======== Material shown

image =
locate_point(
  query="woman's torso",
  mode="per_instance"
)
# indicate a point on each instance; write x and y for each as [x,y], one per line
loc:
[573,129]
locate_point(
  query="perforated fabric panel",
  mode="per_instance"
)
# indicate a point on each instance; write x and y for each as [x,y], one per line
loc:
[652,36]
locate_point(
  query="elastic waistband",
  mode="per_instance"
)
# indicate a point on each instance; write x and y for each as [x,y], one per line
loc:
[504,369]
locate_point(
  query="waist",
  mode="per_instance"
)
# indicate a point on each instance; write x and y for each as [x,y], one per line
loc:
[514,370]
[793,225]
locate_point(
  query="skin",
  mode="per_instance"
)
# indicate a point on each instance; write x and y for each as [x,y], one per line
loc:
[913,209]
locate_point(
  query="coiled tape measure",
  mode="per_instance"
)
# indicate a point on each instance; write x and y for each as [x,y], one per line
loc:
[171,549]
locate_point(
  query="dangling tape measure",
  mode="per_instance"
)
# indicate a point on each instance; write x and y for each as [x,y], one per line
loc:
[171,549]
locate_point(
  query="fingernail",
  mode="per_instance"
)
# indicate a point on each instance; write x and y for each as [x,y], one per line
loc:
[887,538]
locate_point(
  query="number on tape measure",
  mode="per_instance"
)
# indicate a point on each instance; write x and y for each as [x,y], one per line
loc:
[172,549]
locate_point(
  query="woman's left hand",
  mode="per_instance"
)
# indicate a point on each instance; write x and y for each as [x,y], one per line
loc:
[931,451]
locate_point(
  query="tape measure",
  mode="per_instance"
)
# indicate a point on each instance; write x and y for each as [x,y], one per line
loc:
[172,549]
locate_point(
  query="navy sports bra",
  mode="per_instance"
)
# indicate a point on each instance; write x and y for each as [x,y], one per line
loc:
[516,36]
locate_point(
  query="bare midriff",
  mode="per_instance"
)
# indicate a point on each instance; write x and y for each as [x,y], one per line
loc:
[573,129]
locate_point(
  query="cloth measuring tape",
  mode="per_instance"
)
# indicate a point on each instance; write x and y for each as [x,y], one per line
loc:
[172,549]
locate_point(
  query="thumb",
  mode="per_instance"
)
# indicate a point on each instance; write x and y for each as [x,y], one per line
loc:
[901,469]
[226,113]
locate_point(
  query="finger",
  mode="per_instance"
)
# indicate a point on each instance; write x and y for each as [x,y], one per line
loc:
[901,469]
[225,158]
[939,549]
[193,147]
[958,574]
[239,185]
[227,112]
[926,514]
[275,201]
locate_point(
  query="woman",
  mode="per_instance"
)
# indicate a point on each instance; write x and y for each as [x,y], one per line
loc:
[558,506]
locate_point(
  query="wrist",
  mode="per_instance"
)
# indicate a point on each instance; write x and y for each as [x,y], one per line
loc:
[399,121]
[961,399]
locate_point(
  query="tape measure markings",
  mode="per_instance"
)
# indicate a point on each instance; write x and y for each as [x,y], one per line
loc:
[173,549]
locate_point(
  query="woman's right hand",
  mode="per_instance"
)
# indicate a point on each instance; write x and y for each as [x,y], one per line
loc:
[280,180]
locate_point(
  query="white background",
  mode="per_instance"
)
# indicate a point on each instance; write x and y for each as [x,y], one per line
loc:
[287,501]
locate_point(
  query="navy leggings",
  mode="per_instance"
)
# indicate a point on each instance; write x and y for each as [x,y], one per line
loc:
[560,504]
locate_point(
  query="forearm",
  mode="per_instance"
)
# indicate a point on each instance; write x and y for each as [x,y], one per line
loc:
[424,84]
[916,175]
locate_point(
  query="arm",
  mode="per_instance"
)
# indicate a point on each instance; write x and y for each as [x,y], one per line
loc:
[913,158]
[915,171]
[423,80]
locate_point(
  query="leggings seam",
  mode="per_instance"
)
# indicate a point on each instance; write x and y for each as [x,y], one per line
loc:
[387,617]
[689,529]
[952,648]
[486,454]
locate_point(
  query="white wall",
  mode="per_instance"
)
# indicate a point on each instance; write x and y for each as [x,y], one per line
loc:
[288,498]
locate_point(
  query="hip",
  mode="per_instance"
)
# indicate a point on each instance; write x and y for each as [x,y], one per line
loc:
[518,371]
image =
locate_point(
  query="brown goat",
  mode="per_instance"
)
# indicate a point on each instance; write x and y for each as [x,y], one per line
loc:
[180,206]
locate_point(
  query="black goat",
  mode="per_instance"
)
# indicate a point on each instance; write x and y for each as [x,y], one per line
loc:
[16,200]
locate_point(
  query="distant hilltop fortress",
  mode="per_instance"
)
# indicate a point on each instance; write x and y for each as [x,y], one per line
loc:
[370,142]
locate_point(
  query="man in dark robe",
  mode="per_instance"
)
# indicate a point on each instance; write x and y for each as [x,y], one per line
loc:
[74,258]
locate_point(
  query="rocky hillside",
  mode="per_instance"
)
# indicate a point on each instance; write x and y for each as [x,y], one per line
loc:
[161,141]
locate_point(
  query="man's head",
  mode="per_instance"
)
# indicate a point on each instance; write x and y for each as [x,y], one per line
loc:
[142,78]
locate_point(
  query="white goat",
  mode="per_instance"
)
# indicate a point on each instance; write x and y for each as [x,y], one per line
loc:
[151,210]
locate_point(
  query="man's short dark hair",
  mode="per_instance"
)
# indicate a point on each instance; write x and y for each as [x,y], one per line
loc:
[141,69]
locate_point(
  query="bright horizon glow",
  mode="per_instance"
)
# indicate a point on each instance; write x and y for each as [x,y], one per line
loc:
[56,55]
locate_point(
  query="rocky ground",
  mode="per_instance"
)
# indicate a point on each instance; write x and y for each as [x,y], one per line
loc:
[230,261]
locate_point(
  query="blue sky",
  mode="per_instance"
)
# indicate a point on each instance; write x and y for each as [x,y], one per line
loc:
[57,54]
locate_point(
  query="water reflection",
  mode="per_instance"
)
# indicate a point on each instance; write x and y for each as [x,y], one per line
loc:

================

▶ **Your assignment**
Write the complete data out, exactly as above.

▶ **Answer box**
image =
locate_point(
  query="woman's torso",
  mode="per_instance"
)
# indicate a point on each instance; write x and y for each as [x,y], one per line
loc:
[573,129]
locate_point(
  query="perforated fabric panel",
  mode="per_instance"
)
# indicate a point on each instance; write x and y for each as [x,y], one per line
loc:
[652,36]
locate_point(
  query="elastic waistband",
  mode="per_instance"
)
# indicate a point on each instance; write x and y for each as [x,y], one per line
loc:
[504,369]
locate_point(
  query="waist",
  mode="per_instance"
)
# indicate a point on each instance; write x and y for each as [x,y], one per line
loc:
[514,370]
[793,225]
locate_point(
  query="skin",
  mode="per_instance"
)
# indicate a point on each instance; write x and y for each as [x,y], one per line
loc:
[913,209]
locate_point(
  query="coiled tape measure",
  mode="per_instance"
)
# indicate a point on each instance; write x and y for each as [x,y], one per line
loc:
[171,549]
locate_point(
  query="dangling tape measure",
  mode="per_instance"
)
# indicate a point on each instance; write x and y for each as [x,y], one per line
loc:
[171,549]
locate_point(
  query="fingernail",
  mode="per_instance"
)
# indicate a point on each instance; write x and y for each as [x,y], one per line
loc:
[887,538]
locate_point(
  query="number on tape measure",
  mode="per_instance"
)
# indicate a point on each instance; write x and y for each as [x,y], one per line
loc:
[172,549]
locate_point(
  query="woman's left hand",
  mode="per_instance"
)
# indicate a point on each instance; write x and y for each as [x,y], one per line
loc:
[931,451]
locate_point(
  query="tape measure",
  mode="per_instance"
)
# indicate a point on each instance; write x and y for each as [x,y], one per line
loc:
[172,549]
locate_point(
  query="navy sports bra",
  mode="per_instance"
)
# indicate a point on each instance; write x and y for each as [x,y], one per line
loc:
[516,36]
locate_point(
  query="bare midriff",
  mode="per_instance"
)
# indicate a point on each instance; write x and y for each as [x,y], one per line
loc:
[573,129]
locate_point(
  query="cloth measuring tape",
  mode="per_instance"
)
# indicate a point on each instance; write x and y for each as [x,y], one per line
loc:
[172,549]
locate_point(
  query="thumb",
  mode="per_instance"
)
# indicate a point on each instance; write x and y for each as [x,y], one per line
loc:
[901,469]
[226,113]
locate_point(
  query="finger",
  mode="per_instance"
)
# indicate a point on each instance; write x and y for each as [x,y], one per line
loc:
[901,469]
[225,158]
[939,549]
[193,147]
[958,574]
[239,185]
[227,112]
[926,514]
[275,201]
locate_point(
  query="woman",
  mode="per_instance"
)
# indicate a point on each instance; write x and y for each as [x,y], one per line
loc:
[558,506]
locate_point(
  query="wrist",
  mode="per_instance"
)
# indicate a point on each instance; write x and y for each as [x,y], one per line
loc:
[399,121]
[961,399]
locate_point(
  query="tape measure markings",
  mode="per_instance"
)
# indicate a point on each instance; write x and y for each as [x,y], one per line
loc:
[173,549]
locate_point(
  query="woman's right hand",
  mode="per_instance"
)
# indicate a point on each instance; write x and y for each as [x,y], one per line
loc:
[280,180]
locate_point(
  query="white background",
  mode="per_instance"
)
# indicate a point on each instance; write x and y for each as [x,y], one per line
loc:
[287,501]
locate_point(
  query="navy leggings",
  mode="per_instance"
)
# indicate a point on each instance; write x and y for each as [x,y], one per line
loc:
[560,504]
locate_point(
  query="forearm",
  mode="per_instance"
)
# indicate a point on each instance; write x and y for each as [x,y], one per line
loc:
[424,84]
[916,175]
locate_point(
  query="arm",
  mode="per_instance"
)
# indicate a point on each instance; write x and y for each as [x,y], one per line
loc:
[913,158]
[915,171]
[423,80]
locate_point(
  query="leggings seam",
  mode="per_instance"
)
# indicate a point on each instance; write x and y for each as [x,y], one per line
loc:
[387,617]
[689,529]
[952,648]
[486,454]
locate_point(
  query="white wall",
  mode="per_instance"
)
# indicate a point on each instance; write x and y for each as [x,y], one per line
loc:
[288,498]
locate_point(
  query="hip",
  mode="per_instance"
)
# indicate a point on each instance; write x and y for each as [x,y], one per line
loc:
[518,371]
image =
locate_point(
  query="brown goat",
  mode="per_instance"
)
# indicate a point on each instance; write x and y for each as [x,y], one per line
loc:
[180,206]
locate_point(
  query="black goat",
  mode="per_instance"
)
# indicate a point on each instance; write x and y for each as [x,y], one per line
loc:
[16,200]
locate_point(
  query="distant hilltop fortress",
  mode="per_instance"
)
# indicate a point on each instance; write x and y for each as [x,y], one per line
loc:
[370,142]
locate_point(
  query="man in dark robe",
  mode="per_instance"
)
# indicate a point on each instance; write x and y for each as [x,y], one per line
loc:
[74,258]
locate_point(
  query="rocky hillside",
  mode="per_instance"
)
# indicate a point on each instance; write x and y for each as [x,y], one per line
loc:
[161,141]
locate_point(
  query="man's head",
  mode="per_instance"
)
# indicate a point on each instance; write x and y for each as [x,y], one per line
loc:
[142,78]
locate_point(
  query="white goat",
  mode="per_instance"
)
# indicate a point on each instance; write x and y for each as [x,y], one per line
loc:
[151,210]
locate_point(
  query="man's short dark hair",
  mode="per_instance"
)
# indicate a point on each instance; write x and y for each as [x,y], one per line
loc:
[141,69]
locate_point(
  query="bright horizon glow",
  mode="per_instance"
)
# indicate a point on each instance; write x and y for each as [x,y], one per line
loc:
[56,55]
locate_point(
  query="rocky ground",
  mode="per_instance"
)
# indicate a point on each instance; write x and y for each as [x,y], one per line
loc:
[230,261]
locate_point(
  query="blue sky",
  mode="per_instance"
)
# indicate a point on each instance; write x and y for each as [x,y], one per line
loc:
[57,54]
locate_point(
  query="water reflection",
  mode="per_instance"
)
# indicate a point on each instance; write x and y for each as [x,y], one per line
loc:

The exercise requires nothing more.